▸ **Text under study**
Josephine has been so deeply traumatised by a past so painful that the only thing that kept her from frequent thoughts of suicide is her daughter, a daughter born of rape, but a daughter who represents the family, the love and the hope that was stolen from Josephine by her tormenters.

Four years after escaping to England, and despite witnessing and experiencing suffering of an unimaginably violent scale, Josephine has slowly rebuilt trust in other people and has begun to create a new life for her and her three-year-old daughter.

Remembering the past, as she has so often been required to do in seeking refugee protection in the UK, forces her to relive a horrific series of events, which can destabilise her psychologically and send her into a long bout of fever.

Yet it is something she feels compelled to do, for she is adamant that people should understand the brutality that drives women like her into exile, and also the courage that helps them to survive.

When she was a teenager in Uganda, both of Josephine's parents were murdered in a politically motivated attack. Josephine discovered her parents' dismembered bodies where the attackers had left them outside the family home.

Josephine (not her real name) subsequently received death threats similar to those that had been sent to her parents. She fled first to another part of Uganda, and subsequently to the Democratic Republic of Congo where Josephine's partner and the father of her child, was stationed with the Ugandan army.

However, violence continued to pursue her and it was at the hands of Congolese soldiers that Josephine was subjected to a barbaric physical and mental assault.

She and her partner had been separated when a group of soldiers seized her and detained her in a military camp three months.

On Christmas day 2004, Josephine and her six month old baby were taken into the forest. The soldiers told her they were going to give her "a present". First, they raped her. Then, they took her child and made her watch as they killed and broke his fragile body. Josephine collapsed in horror. When she came to, she was alone in the forest. She managed to hastily attempt a burial for her son before escaping, in fear for her own life.

Fleeing the DRC, Josephine was brought to the UK by an agent. She was raped again, this time by the agent in whom she'd placed her trust to bring her to safety. She was then left alone to fathom a completely foreign country, language and immigration process.

▸ **Record extracts**
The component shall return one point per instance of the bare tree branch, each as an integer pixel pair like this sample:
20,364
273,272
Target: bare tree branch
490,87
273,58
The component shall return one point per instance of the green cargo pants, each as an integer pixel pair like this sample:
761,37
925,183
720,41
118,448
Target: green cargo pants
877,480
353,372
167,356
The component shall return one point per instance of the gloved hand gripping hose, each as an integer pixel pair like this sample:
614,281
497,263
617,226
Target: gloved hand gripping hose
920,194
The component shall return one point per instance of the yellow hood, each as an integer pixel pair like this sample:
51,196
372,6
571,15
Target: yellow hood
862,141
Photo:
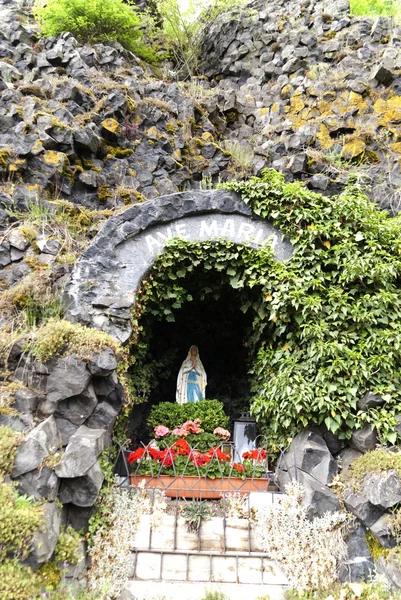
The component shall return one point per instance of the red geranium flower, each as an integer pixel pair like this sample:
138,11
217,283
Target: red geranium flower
200,459
258,455
137,455
181,447
238,467
217,453
154,453
166,457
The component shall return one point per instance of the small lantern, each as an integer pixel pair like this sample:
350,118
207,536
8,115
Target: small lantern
244,436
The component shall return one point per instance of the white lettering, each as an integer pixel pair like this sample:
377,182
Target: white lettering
208,231
165,236
257,239
228,228
273,239
152,241
245,230
180,229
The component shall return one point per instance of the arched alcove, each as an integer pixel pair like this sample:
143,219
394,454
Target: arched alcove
220,329
103,284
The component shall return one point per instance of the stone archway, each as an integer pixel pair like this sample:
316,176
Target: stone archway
103,284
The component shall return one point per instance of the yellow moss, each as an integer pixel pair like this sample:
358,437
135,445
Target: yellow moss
4,157
51,157
131,104
353,149
324,137
112,125
63,337
90,166
153,132
297,104
117,152
103,193
286,91
28,232
171,127
177,155
396,147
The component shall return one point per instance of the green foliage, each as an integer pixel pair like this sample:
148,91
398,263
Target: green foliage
50,576
375,8
194,513
102,518
375,461
9,442
198,441
331,324
16,581
91,21
67,548
375,548
20,517
183,28
376,589
172,415
214,595
59,336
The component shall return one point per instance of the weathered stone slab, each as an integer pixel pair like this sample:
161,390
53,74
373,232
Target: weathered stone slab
39,483
309,453
45,539
38,444
69,378
359,506
78,408
382,489
82,491
128,244
82,451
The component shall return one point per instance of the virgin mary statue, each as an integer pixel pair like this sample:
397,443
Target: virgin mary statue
192,380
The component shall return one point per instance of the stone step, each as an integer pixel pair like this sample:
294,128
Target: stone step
143,590
215,535
212,567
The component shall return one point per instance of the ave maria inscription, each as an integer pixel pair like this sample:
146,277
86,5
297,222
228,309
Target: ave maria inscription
137,254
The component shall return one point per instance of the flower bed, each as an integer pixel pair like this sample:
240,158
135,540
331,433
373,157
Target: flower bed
204,488
189,451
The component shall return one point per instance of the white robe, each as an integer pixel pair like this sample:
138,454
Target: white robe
191,382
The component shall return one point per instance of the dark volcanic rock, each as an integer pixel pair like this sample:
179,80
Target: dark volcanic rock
82,491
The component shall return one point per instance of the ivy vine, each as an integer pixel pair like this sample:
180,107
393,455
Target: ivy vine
326,324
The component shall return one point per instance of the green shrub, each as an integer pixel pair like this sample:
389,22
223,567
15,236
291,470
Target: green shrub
375,461
214,595
17,582
328,328
94,21
9,441
59,336
375,8
19,520
183,28
67,548
50,576
172,415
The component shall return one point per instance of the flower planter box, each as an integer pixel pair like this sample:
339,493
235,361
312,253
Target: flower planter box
191,486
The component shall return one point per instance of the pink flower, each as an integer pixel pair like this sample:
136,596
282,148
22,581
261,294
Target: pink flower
223,434
161,431
180,432
191,427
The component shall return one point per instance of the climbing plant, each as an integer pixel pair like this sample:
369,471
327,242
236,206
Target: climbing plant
326,324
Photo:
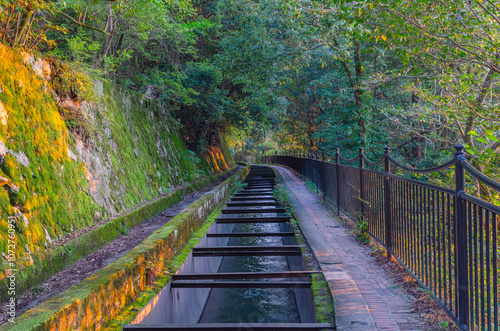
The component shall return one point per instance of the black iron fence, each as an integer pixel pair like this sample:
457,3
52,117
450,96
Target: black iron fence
446,238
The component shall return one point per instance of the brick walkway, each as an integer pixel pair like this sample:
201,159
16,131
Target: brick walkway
364,295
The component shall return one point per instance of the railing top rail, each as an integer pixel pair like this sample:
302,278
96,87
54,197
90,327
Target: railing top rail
425,170
373,164
348,160
479,175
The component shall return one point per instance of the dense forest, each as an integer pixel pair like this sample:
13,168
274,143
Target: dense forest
418,76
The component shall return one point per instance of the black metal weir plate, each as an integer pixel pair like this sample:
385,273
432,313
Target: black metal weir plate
246,273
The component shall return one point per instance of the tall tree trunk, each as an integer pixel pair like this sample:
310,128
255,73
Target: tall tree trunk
481,95
24,27
357,91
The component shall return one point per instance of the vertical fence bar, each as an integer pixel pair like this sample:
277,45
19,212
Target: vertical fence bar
387,204
461,240
337,172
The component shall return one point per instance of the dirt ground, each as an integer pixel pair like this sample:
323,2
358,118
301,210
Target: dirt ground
104,256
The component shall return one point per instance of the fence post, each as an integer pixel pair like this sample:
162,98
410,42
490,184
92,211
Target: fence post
461,240
361,182
337,171
387,203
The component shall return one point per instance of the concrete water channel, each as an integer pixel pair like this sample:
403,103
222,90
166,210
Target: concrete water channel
246,273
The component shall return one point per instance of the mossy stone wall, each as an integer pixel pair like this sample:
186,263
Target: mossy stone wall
60,173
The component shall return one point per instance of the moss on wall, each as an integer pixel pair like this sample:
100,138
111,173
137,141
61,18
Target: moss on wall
60,173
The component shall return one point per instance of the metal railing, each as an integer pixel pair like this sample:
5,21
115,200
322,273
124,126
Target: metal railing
446,238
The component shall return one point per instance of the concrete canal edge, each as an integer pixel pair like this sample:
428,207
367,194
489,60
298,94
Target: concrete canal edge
60,257
99,298
350,309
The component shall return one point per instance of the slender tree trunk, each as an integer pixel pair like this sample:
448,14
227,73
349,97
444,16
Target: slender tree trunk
481,95
24,27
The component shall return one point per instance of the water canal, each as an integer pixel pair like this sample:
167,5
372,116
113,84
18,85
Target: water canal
246,272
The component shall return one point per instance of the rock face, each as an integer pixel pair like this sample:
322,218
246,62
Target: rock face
57,177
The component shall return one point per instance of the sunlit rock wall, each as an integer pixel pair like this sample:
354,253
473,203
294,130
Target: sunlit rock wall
66,164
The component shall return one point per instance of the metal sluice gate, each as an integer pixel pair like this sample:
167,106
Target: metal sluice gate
251,248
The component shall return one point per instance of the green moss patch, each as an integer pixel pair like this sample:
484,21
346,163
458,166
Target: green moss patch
98,299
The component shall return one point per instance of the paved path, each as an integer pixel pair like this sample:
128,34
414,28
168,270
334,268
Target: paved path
365,297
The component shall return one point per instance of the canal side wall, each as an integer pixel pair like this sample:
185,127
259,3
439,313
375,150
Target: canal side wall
99,298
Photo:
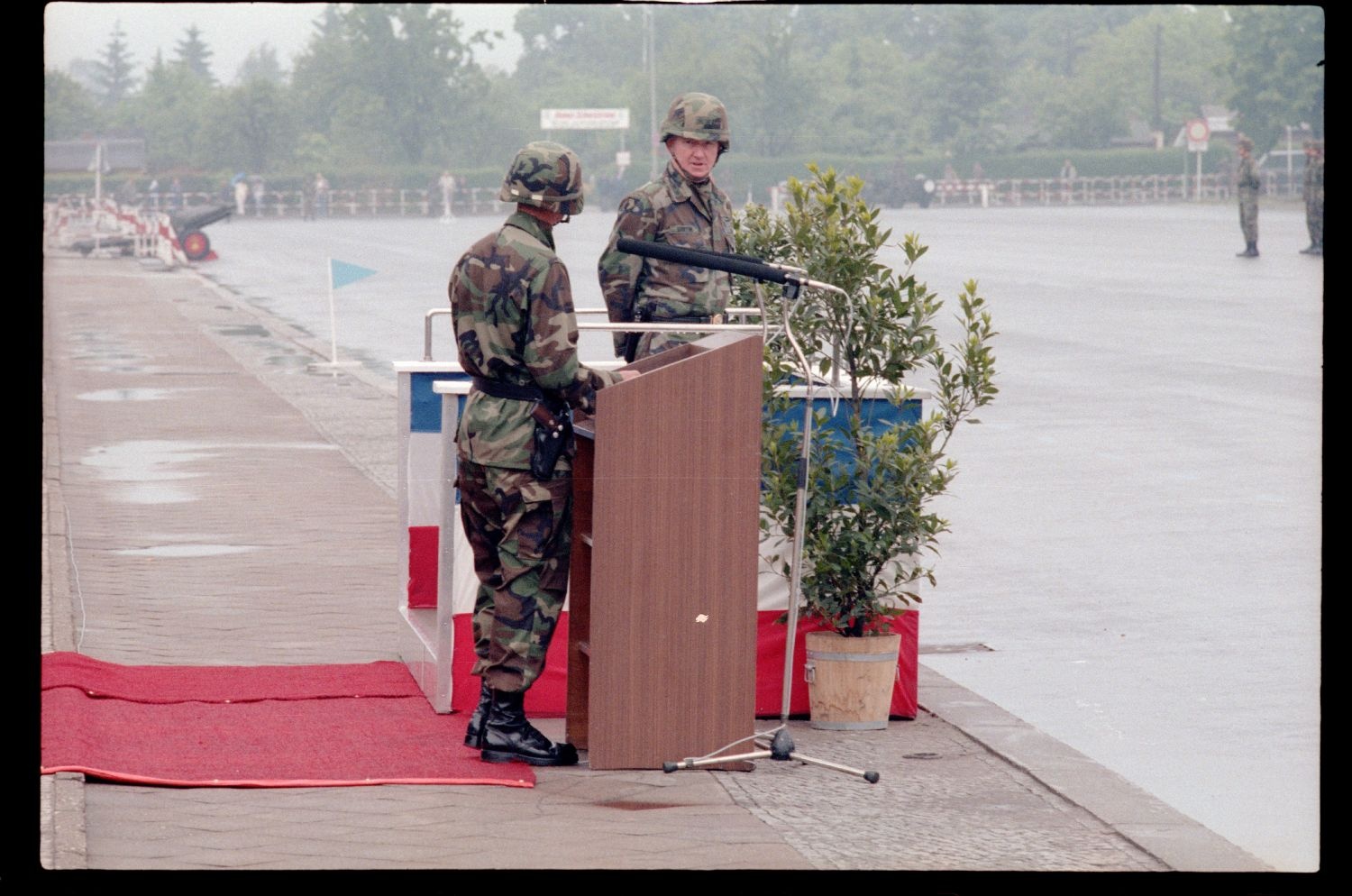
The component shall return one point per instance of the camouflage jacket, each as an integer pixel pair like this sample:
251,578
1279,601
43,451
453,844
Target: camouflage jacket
1313,189
513,310
668,210
1247,180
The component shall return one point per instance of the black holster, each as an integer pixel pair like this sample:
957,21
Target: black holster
553,438
553,435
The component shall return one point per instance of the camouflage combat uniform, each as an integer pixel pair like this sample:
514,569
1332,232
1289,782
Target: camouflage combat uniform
679,213
1247,187
1314,200
514,324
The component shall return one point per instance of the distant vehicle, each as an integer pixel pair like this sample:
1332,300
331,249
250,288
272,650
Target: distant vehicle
188,224
918,189
187,227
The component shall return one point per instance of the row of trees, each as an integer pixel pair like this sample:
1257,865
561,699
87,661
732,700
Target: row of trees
391,86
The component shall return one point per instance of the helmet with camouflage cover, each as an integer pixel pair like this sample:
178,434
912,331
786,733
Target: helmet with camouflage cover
545,175
698,116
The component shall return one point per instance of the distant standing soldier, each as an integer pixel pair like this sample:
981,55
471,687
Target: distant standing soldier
1247,186
1314,197
684,208
448,191
516,337
241,194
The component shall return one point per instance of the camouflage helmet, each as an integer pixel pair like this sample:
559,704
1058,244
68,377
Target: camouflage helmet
698,116
545,175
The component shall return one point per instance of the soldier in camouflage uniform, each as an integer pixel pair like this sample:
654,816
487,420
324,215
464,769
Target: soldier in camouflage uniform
1247,186
518,340
683,208
1314,197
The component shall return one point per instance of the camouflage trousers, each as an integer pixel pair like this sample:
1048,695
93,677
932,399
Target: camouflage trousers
1314,221
521,533
1249,219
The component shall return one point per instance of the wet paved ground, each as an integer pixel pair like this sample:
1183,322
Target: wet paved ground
1136,526
208,498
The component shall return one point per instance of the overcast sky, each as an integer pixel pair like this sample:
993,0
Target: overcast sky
83,30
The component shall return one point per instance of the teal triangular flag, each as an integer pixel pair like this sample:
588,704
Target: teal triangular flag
343,273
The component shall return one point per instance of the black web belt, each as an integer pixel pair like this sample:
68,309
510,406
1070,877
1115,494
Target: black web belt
500,389
648,316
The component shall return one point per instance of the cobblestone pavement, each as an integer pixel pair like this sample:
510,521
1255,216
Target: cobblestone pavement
213,496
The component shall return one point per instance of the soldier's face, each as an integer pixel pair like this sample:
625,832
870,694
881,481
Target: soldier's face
694,157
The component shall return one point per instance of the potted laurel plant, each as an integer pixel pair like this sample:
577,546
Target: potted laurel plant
878,461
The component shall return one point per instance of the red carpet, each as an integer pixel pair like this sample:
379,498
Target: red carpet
253,726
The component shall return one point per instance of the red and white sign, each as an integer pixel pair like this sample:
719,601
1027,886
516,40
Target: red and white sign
1198,133
584,119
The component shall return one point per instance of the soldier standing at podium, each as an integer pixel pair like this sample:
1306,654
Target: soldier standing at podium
516,337
684,208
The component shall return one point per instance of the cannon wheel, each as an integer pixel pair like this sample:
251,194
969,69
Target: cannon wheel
196,245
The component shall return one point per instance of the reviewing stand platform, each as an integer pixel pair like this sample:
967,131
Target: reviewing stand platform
662,647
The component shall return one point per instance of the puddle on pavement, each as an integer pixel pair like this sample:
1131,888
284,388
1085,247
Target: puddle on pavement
132,395
243,330
148,471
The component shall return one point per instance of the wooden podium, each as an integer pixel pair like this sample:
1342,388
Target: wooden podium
662,647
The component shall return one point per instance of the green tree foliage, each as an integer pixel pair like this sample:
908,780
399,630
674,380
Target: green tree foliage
964,83
389,83
68,110
261,65
249,126
114,72
194,54
397,84
1276,69
169,114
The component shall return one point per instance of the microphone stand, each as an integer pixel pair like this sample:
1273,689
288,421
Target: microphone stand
775,744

▸ **Description of the task**
Update the account of Josephine from "Four years after" up to and including "bout of fever.", writing "Britain" in place of "England".

▸ **Answer space**
Four years after escaping to Britain, and despite witnessing and experiencing suffering of an unimaginably violent scale, Josephine has slowly rebuilt trust in other people and has begun to create a new life for her and her three-year-old daughter.

Remembering the past, as she has so often been required to do in seeking refugee protection in the UK, forces her to relive a horrific series of events, which can destabilise her psychologically and send her into a long bout of fever.